## start

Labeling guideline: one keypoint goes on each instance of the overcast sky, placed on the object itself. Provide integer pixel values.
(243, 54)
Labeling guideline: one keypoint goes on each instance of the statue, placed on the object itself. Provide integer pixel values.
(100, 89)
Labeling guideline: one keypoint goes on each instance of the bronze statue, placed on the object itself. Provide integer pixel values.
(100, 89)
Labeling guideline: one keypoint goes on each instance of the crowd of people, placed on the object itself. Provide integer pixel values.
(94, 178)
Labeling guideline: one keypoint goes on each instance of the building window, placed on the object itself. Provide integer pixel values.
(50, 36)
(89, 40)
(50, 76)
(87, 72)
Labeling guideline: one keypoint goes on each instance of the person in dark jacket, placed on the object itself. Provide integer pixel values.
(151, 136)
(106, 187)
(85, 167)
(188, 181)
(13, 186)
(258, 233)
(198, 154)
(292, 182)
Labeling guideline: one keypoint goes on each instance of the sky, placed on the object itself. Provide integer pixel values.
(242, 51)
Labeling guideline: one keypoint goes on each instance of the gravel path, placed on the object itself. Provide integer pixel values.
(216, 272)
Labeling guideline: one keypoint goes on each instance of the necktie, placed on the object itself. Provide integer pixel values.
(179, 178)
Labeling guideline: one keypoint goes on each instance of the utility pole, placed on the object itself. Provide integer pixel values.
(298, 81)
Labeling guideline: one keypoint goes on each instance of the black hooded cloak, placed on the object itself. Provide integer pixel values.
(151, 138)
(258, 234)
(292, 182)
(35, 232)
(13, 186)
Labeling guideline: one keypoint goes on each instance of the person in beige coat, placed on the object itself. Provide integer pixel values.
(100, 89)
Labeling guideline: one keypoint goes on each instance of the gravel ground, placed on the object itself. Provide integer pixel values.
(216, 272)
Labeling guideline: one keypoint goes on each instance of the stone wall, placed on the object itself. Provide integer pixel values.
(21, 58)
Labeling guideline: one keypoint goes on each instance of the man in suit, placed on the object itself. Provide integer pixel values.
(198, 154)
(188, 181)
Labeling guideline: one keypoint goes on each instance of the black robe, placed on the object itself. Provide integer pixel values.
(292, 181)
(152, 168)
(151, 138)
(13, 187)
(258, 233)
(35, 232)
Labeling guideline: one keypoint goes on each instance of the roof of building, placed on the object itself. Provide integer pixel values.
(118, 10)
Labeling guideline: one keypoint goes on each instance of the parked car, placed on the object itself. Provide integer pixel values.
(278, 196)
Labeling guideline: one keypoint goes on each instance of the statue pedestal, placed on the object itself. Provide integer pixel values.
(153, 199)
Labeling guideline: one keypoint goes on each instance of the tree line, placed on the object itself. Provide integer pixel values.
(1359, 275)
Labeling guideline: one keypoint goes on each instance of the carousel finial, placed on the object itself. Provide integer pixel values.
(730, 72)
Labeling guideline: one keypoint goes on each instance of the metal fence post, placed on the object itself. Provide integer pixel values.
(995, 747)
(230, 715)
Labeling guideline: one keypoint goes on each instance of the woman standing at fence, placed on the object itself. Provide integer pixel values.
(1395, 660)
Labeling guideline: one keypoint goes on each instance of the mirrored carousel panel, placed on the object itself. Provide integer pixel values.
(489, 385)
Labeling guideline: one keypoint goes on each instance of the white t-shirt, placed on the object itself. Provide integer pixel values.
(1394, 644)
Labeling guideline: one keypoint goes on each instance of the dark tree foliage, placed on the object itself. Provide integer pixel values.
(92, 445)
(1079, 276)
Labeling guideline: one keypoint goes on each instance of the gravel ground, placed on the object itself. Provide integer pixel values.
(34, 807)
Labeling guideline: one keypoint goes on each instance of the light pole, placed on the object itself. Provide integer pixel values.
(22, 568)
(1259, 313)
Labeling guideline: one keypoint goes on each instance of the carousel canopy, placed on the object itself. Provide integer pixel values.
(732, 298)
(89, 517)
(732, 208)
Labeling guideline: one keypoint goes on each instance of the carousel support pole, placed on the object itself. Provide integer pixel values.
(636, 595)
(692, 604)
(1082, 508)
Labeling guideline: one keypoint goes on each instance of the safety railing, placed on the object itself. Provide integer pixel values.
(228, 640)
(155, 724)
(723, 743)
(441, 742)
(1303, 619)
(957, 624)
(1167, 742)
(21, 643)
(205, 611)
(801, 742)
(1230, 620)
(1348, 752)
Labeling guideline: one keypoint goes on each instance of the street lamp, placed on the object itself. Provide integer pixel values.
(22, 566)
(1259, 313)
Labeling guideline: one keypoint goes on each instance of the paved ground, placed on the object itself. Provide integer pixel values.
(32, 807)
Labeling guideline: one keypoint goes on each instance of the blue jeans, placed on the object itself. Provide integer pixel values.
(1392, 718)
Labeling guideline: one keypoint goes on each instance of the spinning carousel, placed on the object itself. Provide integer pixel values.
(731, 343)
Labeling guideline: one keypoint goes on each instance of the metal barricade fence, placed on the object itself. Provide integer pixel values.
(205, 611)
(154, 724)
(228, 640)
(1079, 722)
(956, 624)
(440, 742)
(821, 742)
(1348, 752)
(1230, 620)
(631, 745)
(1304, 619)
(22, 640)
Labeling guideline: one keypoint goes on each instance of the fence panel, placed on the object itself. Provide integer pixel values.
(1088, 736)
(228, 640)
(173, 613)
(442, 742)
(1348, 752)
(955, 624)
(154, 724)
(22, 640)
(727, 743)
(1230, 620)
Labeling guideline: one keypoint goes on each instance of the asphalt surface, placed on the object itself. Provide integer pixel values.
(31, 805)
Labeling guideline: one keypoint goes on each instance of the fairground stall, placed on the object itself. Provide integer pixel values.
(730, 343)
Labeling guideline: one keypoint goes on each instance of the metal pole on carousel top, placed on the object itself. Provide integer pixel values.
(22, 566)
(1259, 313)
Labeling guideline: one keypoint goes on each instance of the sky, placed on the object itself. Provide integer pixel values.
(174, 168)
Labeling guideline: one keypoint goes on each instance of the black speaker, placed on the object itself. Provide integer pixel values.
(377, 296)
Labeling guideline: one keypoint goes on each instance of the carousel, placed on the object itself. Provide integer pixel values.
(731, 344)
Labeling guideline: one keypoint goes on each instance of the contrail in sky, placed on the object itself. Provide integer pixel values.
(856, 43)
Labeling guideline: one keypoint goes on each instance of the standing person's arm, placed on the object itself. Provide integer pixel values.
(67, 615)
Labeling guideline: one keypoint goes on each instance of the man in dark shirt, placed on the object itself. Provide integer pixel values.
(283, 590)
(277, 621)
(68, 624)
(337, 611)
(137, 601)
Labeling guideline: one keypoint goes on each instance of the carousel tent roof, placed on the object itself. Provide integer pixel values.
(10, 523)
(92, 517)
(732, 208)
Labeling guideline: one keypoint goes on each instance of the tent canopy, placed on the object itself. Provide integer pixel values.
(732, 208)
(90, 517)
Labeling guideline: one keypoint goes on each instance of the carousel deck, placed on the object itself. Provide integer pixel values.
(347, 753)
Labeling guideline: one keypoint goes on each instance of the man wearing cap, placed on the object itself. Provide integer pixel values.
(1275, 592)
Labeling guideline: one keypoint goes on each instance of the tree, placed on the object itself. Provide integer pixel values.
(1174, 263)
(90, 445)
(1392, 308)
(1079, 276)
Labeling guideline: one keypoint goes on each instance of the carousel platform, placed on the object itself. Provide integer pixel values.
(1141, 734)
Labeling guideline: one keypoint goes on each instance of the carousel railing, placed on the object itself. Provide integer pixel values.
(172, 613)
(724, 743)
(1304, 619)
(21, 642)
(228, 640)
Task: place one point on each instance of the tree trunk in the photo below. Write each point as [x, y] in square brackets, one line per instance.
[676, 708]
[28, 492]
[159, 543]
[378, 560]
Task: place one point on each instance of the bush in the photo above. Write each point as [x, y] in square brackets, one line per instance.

## end

* [What the task requires]: Extract, word for word, each line of the listing above.

* [Solution]:
Labeling guideline: one keypoint goes on each instance of the overcast sky, placed on the object itself. Provide integer pixel values.
(243, 54)
Labeling guideline: one keypoint goes on each instance of the statue, placed on the object itself. Provide integer pixel values.
(100, 89)
Labeling guideline: one keypoint goes on each instance of the bronze statue, placed on the object itself. Provide integer pixel values.
(100, 89)
Labeling guideline: one keypoint goes on each instance of the crowd of people, placed on the object itself. Provide integer pixel values.
(94, 178)
Labeling guideline: one keypoint goes on each instance of the building window, placed on the object itself. Provide integer pixel values.
(50, 36)
(89, 40)
(50, 76)
(87, 72)
Labeling guideline: one keypoint goes on each instance of the person in dark jacket, placed on the object itself. Provide integer pixel values.
(151, 136)
(106, 187)
(85, 167)
(188, 181)
(13, 186)
(258, 233)
(198, 154)
(292, 182)
Labeling guideline: one keypoint goes on each instance of the sky, placed on the object itself. Provide integer pixel values.
(242, 51)
Labeling guideline: one keypoint goes on each instance of the gravel path, placed on the object itself. Provide integer pixel values.
(216, 272)
Labeling guideline: one keypoint goes on each instance of the necktie, placed on the object itself. Provide integer pixel values.
(179, 178)
Labeling guideline: one keypoint goes on each instance of the utility pole, placed on the object itself. Provide integer pixel values.
(298, 81)
Labeling guideline: one keypoint goes on each instance of the black hooded cloak, placed on the object itself. Provide integer pixel values.
(151, 138)
(258, 234)
(292, 182)
(35, 232)
(13, 186)
Labeling guideline: one keypoint goes on each instance of the person in beige coat, placed on the object itself. Provide integer pixel values.
(100, 89)
Labeling guideline: one keypoint goes on each instance of the gravel ground, placed on the object itself. Provide integer pixel values.
(216, 272)
Labeling guideline: one keypoint goes on each instance of the stone wall, placed on the object itself. Provide integer pixel values.
(21, 58)
Labeling guideline: one keypoint goes on each instance of the man in suit, placed on the object itself. Provide integer pixel values.
(198, 154)
(188, 181)
Labeling guideline: one keypoint goes on each instance of the black robe, placed on the object itself. Provide integer pixel values.
(292, 181)
(152, 168)
(151, 138)
(13, 187)
(258, 233)
(35, 232)
Labeling guideline: one keypoint goes on each instance of the roof of building, placed on the object itself. Provide integer pixel values.
(118, 10)
Labeling guideline: one keypoint goes on each instance of the parked car, placed on the object itself. Provide integer pixel values.
(278, 196)
Labeling guideline: one keypoint goes on each instance of the statue pedestal, placed on the object itself. Provide integer pixel values.
(153, 199)
Labeling guideline: one keypoint goes on each instance of the tree line, placed on the object itself. Provide integer pixel values.
(1359, 275)
Labeling guideline: one keypoint goes on each instance of the carousel finial, placed on the object itself. Provide integer pixel values.
(730, 72)
Labeling guideline: one keypoint goes on each instance of the metal fence post, placed on the object itself. Provide integer pixel values.
(995, 747)
(230, 715)
Labeling guideline: one keypoint goes on each instance of the woman standing at fence, placed on the object itself. Provide integer pixel values.
(1395, 660)
Labeling guideline: one keypoint goes on each instance of the mirrored carousel panel, placed on the object itself. Provide integer pixel values.
(489, 385)
Labeling guideline: one keypoint goes on each instance of the white t-shirt, placed on the object itself. Provide integer pixel values.
(1394, 644)
Labeling guideline: one keypoint goes on each instance of the dark tree foliage, placed on the object itself. Provide integer pixel values.
(92, 445)
(1079, 276)
Labeling guideline: one keypoint goes on each instance of the gravel ground, placed on the object itself. Provide integer pixel values.
(34, 807)
Labeling guideline: one keypoint goes on each instance of the light pole, placed on the object itself. Provide integer pixel values.
(22, 568)
(1259, 313)
Labeling guideline: one keypoint goes on each instance of the carousel canopy, placed on the object itself. Provide integer pixel values.
(732, 298)
(89, 517)
(732, 208)
Labeling guideline: one keypoint goes on each instance of the carousel support pole, placed on the object itself. Provide integer pixel values.
(636, 595)
(692, 604)
(1082, 508)
Labeling guideline: one keypoint goes on each instance of the safety railing, placed on the object itself. Provide integer pixel values.
(228, 640)
(155, 724)
(723, 743)
(441, 742)
(1303, 619)
(957, 624)
(1167, 742)
(21, 643)
(205, 611)
(801, 742)
(1230, 620)
(1348, 752)
Labeling guideline: one keypoint goes on each instance of the street lamp, placed on the object itself. Provide integer pixel values.
(22, 566)
(1259, 313)
Labeling guideline: one keypoint goes on each instance of the paved ground, placed on the object itself. Provide integer pixel values.
(32, 807)
Labeling guideline: one keypoint goes on each instance of the blue jeans, placed on the object itself. Provide integer pixel values.
(1392, 718)
Labeling guideline: one keypoint goes on each instance of the spinning carousel, placed on the object itself. Provide integer pixel values.
(731, 343)
Labeling guideline: one keypoint goes on each instance of the metal barricade fence, placed on the object itself. Provide integer pixel values.
(205, 611)
(154, 724)
(228, 640)
(1079, 722)
(956, 624)
(440, 742)
(821, 742)
(1348, 752)
(1230, 620)
(631, 745)
(1304, 619)
(22, 640)
Labeling guideline: one keypoint goes on each instance of the fence panel, placed on the object itself. Provide integer pixel values.
(1088, 736)
(228, 640)
(173, 613)
(442, 742)
(1348, 752)
(955, 624)
(154, 724)
(22, 640)
(727, 743)
(1230, 620)
Labeling guideline: one keypoint goes on each instance of the asphalt surface, placed on the object itself. Provide integer pixel values.
(31, 805)
Labeling guideline: one keypoint goes on each instance of the fairground stall, placed on the object itself. Provide integer pixel values.
(730, 343)
Labeling guideline: one keypoint goes on each instance of the metal pole on carousel top, placed on the object itself. Provide integer pixel values.
(22, 566)
(1259, 313)
Labeling guideline: one keypoint goes on each instance of the sky, placed on the object itself. Provide integer pixel values.
(174, 168)
Labeling guideline: one keypoint goes on each instance of the black speaker, placed on the object itself. Provide integer pixel values.
(377, 296)
Labeling guideline: one keypoint goes on each instance of the carousel, placed on the object itself. Provide integer pixel values.
(731, 344)
Labeling guideline: one keypoint goes on each instance of the contrail in sky, placed on the object itself. Provide integer pixel values.
(856, 43)
Labeling guideline: one keypoint goes on each instance of the standing person's arm, placed on the object itself. Provide integer pixel values.
(67, 615)
Labeling guideline: one keypoint goes on each instance of the man in dark shirt, placed on the object itself. Provide integer pixel values.
(283, 590)
(277, 621)
(68, 624)
(337, 611)
(137, 601)
Labeling guideline: one keypoint goes on each instance of the carousel tent roof, placed on the object itself. Provide integer pixel values.
(10, 523)
(92, 517)
(732, 208)
Labeling guideline: one keypoint goes on each instance of the tent canopy, placed on the object itself. Provide integer pixel values.
(732, 208)
(90, 517)
Labeling guideline: one keypoint goes on each instance of the carousel deck, placed on the object itself. Provide integer pixel values.
(347, 753)
Labeling guideline: one keypoint goes on each instance of the man wearing cap, placed on the object itself. Provide integer pixel values.
(1275, 592)
Labeling guideline: one keypoint goes on each instance of the tree, placed on the object itself. Provide integer pixel values.
(1174, 263)
(90, 445)
(1392, 308)
(1079, 276)
Labeling guideline: one keypoint goes on each instance of the carousel platform, placed on the object itself. Provide integer pixel values.
(1141, 734)
Labeling guideline: one keypoint goes on each instance of the carousel railing, placed on the object itself. Provide integer pixel values.
(172, 613)
(724, 743)
(1304, 619)
(21, 642)
(228, 640)
Task: place one point on each instance of the tree trunk in the photo below. Write each point as [x, y] in square brackets, one line per instance.
[676, 708]
[28, 492]
[159, 543]
[378, 560]
Task: place one point on each instance of the bush in the photo above. Write each point as [x, y] in square brackets, one line per instance.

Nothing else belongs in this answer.